Switch each "ring rule" in the data below to "fill rule" and return the lines with nothing else changed.

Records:
/---
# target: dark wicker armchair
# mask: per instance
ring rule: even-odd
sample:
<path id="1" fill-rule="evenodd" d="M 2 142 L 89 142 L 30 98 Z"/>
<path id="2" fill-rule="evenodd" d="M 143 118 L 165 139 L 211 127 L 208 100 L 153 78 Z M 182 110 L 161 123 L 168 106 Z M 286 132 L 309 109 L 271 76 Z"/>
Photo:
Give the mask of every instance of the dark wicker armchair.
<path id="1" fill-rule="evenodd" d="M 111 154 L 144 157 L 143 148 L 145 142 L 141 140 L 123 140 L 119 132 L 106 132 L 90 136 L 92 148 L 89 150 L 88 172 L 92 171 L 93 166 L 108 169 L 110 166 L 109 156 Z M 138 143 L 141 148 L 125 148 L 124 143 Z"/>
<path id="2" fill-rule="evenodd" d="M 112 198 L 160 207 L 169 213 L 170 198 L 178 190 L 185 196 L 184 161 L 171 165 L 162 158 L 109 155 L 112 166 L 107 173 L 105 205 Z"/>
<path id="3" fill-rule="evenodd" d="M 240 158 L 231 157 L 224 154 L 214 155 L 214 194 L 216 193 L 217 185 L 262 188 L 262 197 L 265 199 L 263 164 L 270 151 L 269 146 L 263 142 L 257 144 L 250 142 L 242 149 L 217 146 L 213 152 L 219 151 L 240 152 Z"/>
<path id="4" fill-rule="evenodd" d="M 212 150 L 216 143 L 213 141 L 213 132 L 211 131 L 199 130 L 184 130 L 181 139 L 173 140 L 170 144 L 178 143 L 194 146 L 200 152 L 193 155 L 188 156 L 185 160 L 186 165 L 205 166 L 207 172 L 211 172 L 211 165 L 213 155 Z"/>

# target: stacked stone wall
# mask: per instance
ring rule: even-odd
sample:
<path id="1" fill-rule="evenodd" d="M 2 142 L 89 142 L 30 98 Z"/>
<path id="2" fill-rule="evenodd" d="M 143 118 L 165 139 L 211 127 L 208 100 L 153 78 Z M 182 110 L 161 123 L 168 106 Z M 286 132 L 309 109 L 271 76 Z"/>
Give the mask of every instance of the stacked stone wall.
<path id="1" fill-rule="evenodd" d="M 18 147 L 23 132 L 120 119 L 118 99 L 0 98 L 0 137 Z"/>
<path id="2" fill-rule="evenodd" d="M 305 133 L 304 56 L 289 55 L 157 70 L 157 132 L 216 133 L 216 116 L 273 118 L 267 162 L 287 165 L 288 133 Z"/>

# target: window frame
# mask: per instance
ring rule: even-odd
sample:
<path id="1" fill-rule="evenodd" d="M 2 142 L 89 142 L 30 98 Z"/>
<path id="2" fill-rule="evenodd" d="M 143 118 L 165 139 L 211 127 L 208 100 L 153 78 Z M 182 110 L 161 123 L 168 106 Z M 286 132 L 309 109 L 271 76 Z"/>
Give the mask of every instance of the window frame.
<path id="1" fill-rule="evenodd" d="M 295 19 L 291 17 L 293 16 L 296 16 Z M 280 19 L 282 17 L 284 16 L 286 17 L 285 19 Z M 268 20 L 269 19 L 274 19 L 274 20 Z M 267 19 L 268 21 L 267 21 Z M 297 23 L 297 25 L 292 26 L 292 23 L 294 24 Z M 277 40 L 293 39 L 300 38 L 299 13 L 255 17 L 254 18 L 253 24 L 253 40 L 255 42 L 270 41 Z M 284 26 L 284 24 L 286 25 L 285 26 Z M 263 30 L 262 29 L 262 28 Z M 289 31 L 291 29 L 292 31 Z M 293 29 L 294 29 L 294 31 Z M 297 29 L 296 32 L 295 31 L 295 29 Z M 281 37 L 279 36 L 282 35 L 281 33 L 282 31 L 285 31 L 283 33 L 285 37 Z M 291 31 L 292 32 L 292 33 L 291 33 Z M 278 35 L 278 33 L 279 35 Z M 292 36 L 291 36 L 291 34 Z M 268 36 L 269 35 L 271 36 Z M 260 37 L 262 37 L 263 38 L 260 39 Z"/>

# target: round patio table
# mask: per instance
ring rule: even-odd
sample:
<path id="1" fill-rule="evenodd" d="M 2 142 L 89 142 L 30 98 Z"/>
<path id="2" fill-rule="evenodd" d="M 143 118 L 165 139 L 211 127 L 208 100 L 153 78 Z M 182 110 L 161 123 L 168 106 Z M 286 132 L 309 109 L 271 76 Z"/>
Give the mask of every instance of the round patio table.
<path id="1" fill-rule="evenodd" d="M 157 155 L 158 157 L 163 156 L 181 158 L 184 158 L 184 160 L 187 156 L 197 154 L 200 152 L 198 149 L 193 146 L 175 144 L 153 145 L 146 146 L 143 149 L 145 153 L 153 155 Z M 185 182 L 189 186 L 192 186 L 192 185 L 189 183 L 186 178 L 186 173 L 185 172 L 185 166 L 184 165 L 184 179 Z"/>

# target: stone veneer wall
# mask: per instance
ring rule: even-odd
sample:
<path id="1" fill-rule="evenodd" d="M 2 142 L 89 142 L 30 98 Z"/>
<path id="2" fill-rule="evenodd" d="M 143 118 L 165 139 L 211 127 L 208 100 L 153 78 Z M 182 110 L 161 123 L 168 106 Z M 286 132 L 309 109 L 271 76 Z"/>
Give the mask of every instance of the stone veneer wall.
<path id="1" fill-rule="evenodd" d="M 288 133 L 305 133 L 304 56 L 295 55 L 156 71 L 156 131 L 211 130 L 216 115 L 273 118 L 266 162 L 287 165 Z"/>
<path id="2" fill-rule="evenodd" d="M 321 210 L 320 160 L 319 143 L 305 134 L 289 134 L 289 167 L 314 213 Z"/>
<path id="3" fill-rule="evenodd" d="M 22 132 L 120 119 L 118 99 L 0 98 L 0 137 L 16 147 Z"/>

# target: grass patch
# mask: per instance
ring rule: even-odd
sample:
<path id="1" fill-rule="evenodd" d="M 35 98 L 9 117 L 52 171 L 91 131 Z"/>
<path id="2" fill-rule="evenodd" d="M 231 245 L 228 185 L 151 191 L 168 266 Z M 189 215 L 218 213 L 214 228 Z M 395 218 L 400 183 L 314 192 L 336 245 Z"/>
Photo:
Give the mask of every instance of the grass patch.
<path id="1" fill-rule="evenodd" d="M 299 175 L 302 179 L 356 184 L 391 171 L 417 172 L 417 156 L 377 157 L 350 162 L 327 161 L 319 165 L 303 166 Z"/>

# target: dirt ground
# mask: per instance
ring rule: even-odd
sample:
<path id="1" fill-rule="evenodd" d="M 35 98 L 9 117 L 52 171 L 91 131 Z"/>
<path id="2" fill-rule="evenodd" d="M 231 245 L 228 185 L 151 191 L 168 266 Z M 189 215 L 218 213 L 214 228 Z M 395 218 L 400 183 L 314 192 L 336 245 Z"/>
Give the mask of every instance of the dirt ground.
\---
# EXERCISE OUTPUT:
# target: dark wicker armchair
# mask: per instance
fill rule: even-odd
sample:
<path id="1" fill-rule="evenodd" d="M 2 142 L 89 142 L 30 98 Z"/>
<path id="2" fill-rule="evenodd" d="M 143 118 L 165 139 L 211 127 L 208 100 L 153 78 Z M 182 110 L 161 123 L 168 106 Z M 286 132 L 309 109 L 271 76 Z"/>
Photo:
Give the mask of every instance of the dark wicker armchair.
<path id="1" fill-rule="evenodd" d="M 111 154 L 144 157 L 143 148 L 145 142 L 141 140 L 123 140 L 119 132 L 106 132 L 90 136 L 92 148 L 89 150 L 88 172 L 92 171 L 93 166 L 108 169 L 110 166 L 109 156 Z M 138 143 L 141 148 L 125 148 L 124 143 Z"/>
<path id="2" fill-rule="evenodd" d="M 112 198 L 160 207 L 169 213 L 170 198 L 178 190 L 185 196 L 184 161 L 171 165 L 162 158 L 109 155 L 112 166 L 107 173 L 105 205 Z"/>
<path id="3" fill-rule="evenodd" d="M 240 158 L 231 157 L 224 154 L 214 155 L 214 194 L 216 193 L 217 185 L 262 188 L 262 197 L 265 199 L 263 164 L 270 151 L 269 146 L 263 142 L 257 144 L 250 142 L 242 149 L 217 146 L 213 152 L 219 151 L 240 152 Z"/>
<path id="4" fill-rule="evenodd" d="M 212 150 L 216 143 L 213 141 L 213 132 L 211 131 L 199 130 L 184 130 L 181 139 L 173 140 L 170 144 L 178 143 L 194 146 L 200 152 L 193 155 L 188 156 L 185 160 L 186 165 L 205 166 L 207 172 L 211 172 L 211 165 L 213 155 Z"/>

# target: stacked stone wall
# mask: per instance
fill rule: even-odd
sample:
<path id="1" fill-rule="evenodd" d="M 2 142 L 89 142 L 30 98 Z"/>
<path id="2" fill-rule="evenodd" d="M 143 118 L 165 139 L 211 127 L 208 100 L 153 78 Z M 182 110 L 161 123 L 168 106 Z M 286 132 L 309 109 L 271 76 Z"/>
Give the mask of every instance of the stacked stone wall.
<path id="1" fill-rule="evenodd" d="M 18 147 L 23 132 L 120 119 L 118 99 L 0 98 L 0 137 Z"/>
<path id="2" fill-rule="evenodd" d="M 305 133 L 304 56 L 289 55 L 157 70 L 157 132 L 216 133 L 216 116 L 273 118 L 267 162 L 287 165 L 288 133 Z"/>

# target: window frame
# mask: per instance
fill rule: even-odd
sample:
<path id="1" fill-rule="evenodd" d="M 2 142 L 89 142 L 30 98 Z"/>
<path id="2" fill-rule="evenodd" d="M 143 118 L 165 139 L 211 127 L 208 100 L 153 78 Z M 182 110 L 161 123 L 168 106 Z M 286 132 L 309 109 L 271 76 Z"/>
Give the mask of every instance of the window frame.
<path id="1" fill-rule="evenodd" d="M 295 19 L 291 17 L 293 16 L 296 16 Z M 280 19 L 282 17 L 284 16 L 286 17 L 285 19 Z M 268 20 L 269 19 L 274 19 L 274 20 Z M 267 19 L 268 21 L 267 21 Z M 297 23 L 297 25 L 292 26 L 292 23 L 294 24 Z M 277 40 L 293 39 L 300 38 L 299 13 L 255 17 L 254 18 L 253 24 L 253 40 L 255 42 L 270 41 Z M 284 26 L 284 24 L 286 25 L 285 26 Z M 263 30 L 262 29 L 262 28 Z M 289 31 L 291 29 L 292 31 Z M 293 29 L 294 29 L 294 31 Z M 297 29 L 296 32 L 295 31 L 295 29 Z M 281 37 L 279 36 L 282 35 L 281 33 L 282 31 L 285 31 L 283 33 L 285 37 Z M 291 31 L 292 32 L 292 33 L 291 33 Z M 278 35 L 278 33 L 279 35 Z M 292 36 L 291 36 L 291 34 Z M 268 36 L 269 35 L 271 36 Z M 260 37 L 262 37 L 263 38 L 260 39 Z"/>

# target: round patio table
# mask: per instance
fill rule: even-odd
sample:
<path id="1" fill-rule="evenodd" d="M 2 142 L 89 142 L 30 98 Z"/>
<path id="2" fill-rule="evenodd" d="M 143 118 L 165 139 L 211 127 L 208 100 L 153 78 Z M 182 110 L 161 123 L 168 106 Z M 286 132 L 309 109 L 271 76 Z"/>
Give the mask of every instance of the round patio table.
<path id="1" fill-rule="evenodd" d="M 157 155 L 158 157 L 163 156 L 181 158 L 184 158 L 184 160 L 187 156 L 197 154 L 200 152 L 198 149 L 193 146 L 175 144 L 153 145 L 146 146 L 143 149 L 145 153 L 153 155 Z M 185 182 L 189 186 L 192 186 L 192 185 L 189 183 L 186 178 L 186 173 L 185 172 L 185 166 L 184 165 L 184 179 Z"/>

# target: stone veneer wall
# mask: per instance
fill rule: even-odd
sample:
<path id="1" fill-rule="evenodd" d="M 2 142 L 89 142 L 30 98 Z"/>
<path id="2" fill-rule="evenodd" d="M 143 118 L 165 139 L 211 127 L 208 100 L 153 78 Z M 182 110 L 161 123 L 168 106 Z M 286 132 L 309 109 L 271 76 Z"/>
Give the mask of every instance of the stone veneer wall.
<path id="1" fill-rule="evenodd" d="M 288 133 L 305 133 L 304 56 L 295 55 L 156 71 L 156 131 L 211 130 L 216 115 L 273 118 L 266 162 L 287 165 Z"/>
<path id="2" fill-rule="evenodd" d="M 321 210 L 320 160 L 319 143 L 305 134 L 289 134 L 289 167 L 314 213 Z"/>
<path id="3" fill-rule="evenodd" d="M 22 132 L 120 119 L 118 99 L 0 98 L 0 137 L 16 147 Z"/>

# target: grass patch
# mask: per instance
fill rule: even-odd
sample:
<path id="1" fill-rule="evenodd" d="M 35 98 L 9 117 L 52 171 L 91 131 Z"/>
<path id="2" fill-rule="evenodd" d="M 231 245 L 228 185 L 151 191 L 168 266 Z M 189 215 L 218 213 L 214 228 Z M 395 218 L 400 183 L 314 192 L 336 245 Z"/>
Photo:
Give the mask of every instance of the grass patch.
<path id="1" fill-rule="evenodd" d="M 299 175 L 302 179 L 356 184 L 391 171 L 417 172 L 417 156 L 377 157 L 350 162 L 327 161 L 319 165 L 303 166 Z"/>

# target: dirt ground
# mask: per instance
fill rule: even-odd
sample:
<path id="1" fill-rule="evenodd" d="M 35 98 L 9 117 L 52 171 L 91 131 Z"/>
<path id="2" fill-rule="evenodd" d="M 231 245 L 228 185 L 151 191 L 168 266 Z M 189 215 L 218 213 L 214 228 Z M 395 218 L 400 183 L 314 192 L 336 245 Z"/>
Give the mask of every instance of the dirt ground.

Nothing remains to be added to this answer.